Leben[Bearbeiten | Quelltext bearbeiten]

Hermann Schildberger absolvierte in seiner Heimatstadt Berlin 1917 am Königstädtischen Gymnasium die Reifeprüfung. Nach einjährigem Militärdienst studierte er 1918–1920 Jura, Philosophie und Musikwissenschaften an den Universitäten Berlin, Frankfurt am Main, Würzburg und Greifswald. Im Oktober 1920 promovierte er in Greifswald mit einer Arbeit zum musikalischen Urheberrecht zum Dr. jur. Er setzte 1921–1923 seine musikalischen und juristischen Studien in Berlin fort. Zu seinen Lehrern an der Berliner Universität gehörten Max Friedländer, Georg Schünemann und Johannes Wolf.

Im November 1922 bestand er die erste juristische Staatsprüfung und war danach als Referendar tätig. Von 1924 bis 1926 übernahm Schildberger eine Stelle als Musik- und Theaterkritiker bei der Zeitung Am Abend im oberschlesischen Gleiwitz und setzte danach in Berlin seine Tätigkeit als Referendar fort. 1927 berief ihn die Jüdische Reformgemeinde zu Berlin zum Chordirigenten. In ihrem Auftrag erstellte er 1928–1929 eine musikalische Liturgie der Reformgemeinde, die er, finanziert durch den Verleger Hans Lachmann-Mosse, mit prominenten Künstlern wie Joseph Schmidt und Paula Salomon-Lindberg auf ca. 150 Schallplatten in den Lindström-Studios aufnehmen ließ. Diese Aufnahmen führte Schildberger in mehreren deutschen Städten und 1930 bei einem internationalen Kongress in London vor. Nachdem er im Mai 1930 die zweite juristische Staatsprüfung absolviert hatte, wurde er 1932 Geschäftsführer und Syndikus des Preußischen Landesverbandes jüdischer Gemeinden sowie Kulturdezernent für die jüdischen Gemeinden in Preußen.

Als Jude wurde Hermann Schildberger im Juni 1933 die Zulassung als Rechtsanwalt entzogen. 1933 war er Mitbegründer und Vorstandsmitglied des Kulturbundes Deutscher Juden (später Jüdischer Kulturbund), dessen Musikabteilung er bis 1934 leitete. Ehrenamtlich stand er der Künstlerhilfe der jüdischen Gemeinde Berlin vor, für die er Kunstabende organisierte. Ab 1935 leitete er Orchester- und Chorkonzerte für die Jüdische Winterhilfe.

#### ZU LÖSENDE AUFGABE
Stimmen diese Aussagen mit dem Text über Hermann Schildberger überein? Antworte jeweils mit Ja oder Nein und zitiere die entscheidenden Worte des Textes wörtlich.
1. Schildberger erwarb seinen Doktortitel in Berlin.
2. Die Jüdische Reformgemeinde zu Berlin machte ihn 1927 zu ihrem Chordirigenten.
3. Die Musikabteilung des Kulturbundes Deutscher Juden leitete er bis 1935.
Die Datensätze stammen nicht aus dem Text über Hermann Schildberger, sondern aus einer anderen Quelle.

#### VORLIEGENDE ANGABEN
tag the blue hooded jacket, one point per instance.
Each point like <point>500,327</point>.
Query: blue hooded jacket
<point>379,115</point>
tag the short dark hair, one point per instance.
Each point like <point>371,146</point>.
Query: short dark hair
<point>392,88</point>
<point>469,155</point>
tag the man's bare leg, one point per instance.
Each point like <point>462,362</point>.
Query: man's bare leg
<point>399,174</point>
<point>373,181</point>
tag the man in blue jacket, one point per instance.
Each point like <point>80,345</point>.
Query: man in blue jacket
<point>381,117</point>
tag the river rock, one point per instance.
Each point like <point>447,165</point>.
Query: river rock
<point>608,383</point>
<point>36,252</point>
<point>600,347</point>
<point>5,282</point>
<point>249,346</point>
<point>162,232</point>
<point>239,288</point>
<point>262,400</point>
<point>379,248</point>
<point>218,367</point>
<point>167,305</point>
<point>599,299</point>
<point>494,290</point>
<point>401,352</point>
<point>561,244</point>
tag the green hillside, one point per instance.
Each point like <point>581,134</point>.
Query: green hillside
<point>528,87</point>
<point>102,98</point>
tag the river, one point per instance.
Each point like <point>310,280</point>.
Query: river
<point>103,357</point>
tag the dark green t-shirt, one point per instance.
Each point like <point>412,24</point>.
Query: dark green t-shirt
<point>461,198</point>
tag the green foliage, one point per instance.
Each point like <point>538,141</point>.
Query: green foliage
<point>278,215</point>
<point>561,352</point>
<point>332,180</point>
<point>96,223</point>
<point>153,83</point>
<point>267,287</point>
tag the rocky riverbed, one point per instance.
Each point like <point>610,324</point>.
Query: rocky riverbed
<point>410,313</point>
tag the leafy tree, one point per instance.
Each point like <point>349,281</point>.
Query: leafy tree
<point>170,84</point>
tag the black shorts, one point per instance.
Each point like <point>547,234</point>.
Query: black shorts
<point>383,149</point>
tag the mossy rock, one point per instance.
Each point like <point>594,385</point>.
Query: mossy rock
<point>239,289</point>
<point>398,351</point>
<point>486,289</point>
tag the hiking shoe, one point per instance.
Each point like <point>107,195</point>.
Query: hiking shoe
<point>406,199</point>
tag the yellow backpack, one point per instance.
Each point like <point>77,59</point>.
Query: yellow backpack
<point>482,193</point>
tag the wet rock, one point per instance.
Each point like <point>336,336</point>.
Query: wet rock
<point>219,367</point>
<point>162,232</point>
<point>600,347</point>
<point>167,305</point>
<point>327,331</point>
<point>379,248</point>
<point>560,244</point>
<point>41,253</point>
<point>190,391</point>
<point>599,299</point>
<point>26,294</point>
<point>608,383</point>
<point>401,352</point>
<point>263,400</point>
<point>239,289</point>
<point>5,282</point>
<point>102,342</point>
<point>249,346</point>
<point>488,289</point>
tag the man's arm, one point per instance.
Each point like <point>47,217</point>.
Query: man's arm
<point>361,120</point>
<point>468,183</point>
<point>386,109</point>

==

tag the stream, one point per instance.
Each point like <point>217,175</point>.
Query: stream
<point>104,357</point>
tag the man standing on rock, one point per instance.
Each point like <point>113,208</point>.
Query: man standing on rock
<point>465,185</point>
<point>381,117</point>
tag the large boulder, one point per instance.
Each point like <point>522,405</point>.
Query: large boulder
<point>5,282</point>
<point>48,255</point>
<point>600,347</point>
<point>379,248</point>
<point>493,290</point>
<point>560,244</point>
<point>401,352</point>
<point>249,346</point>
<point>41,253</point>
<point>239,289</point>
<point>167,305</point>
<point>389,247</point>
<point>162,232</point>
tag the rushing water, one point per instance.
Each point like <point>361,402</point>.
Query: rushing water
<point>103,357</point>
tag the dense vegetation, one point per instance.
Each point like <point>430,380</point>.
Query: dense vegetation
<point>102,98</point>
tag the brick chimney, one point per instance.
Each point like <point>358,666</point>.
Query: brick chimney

#### LÖSUNG
1. Nein: „Im Oktober 1920 promovierte er in Greifswald“
2. Ja: „1927 berief ihn die Jüdische Reformgemeinde zu Berlin zum Chordirigenten.“
3. Nein: „dessen Musikabteilung er bis 1934 leitete“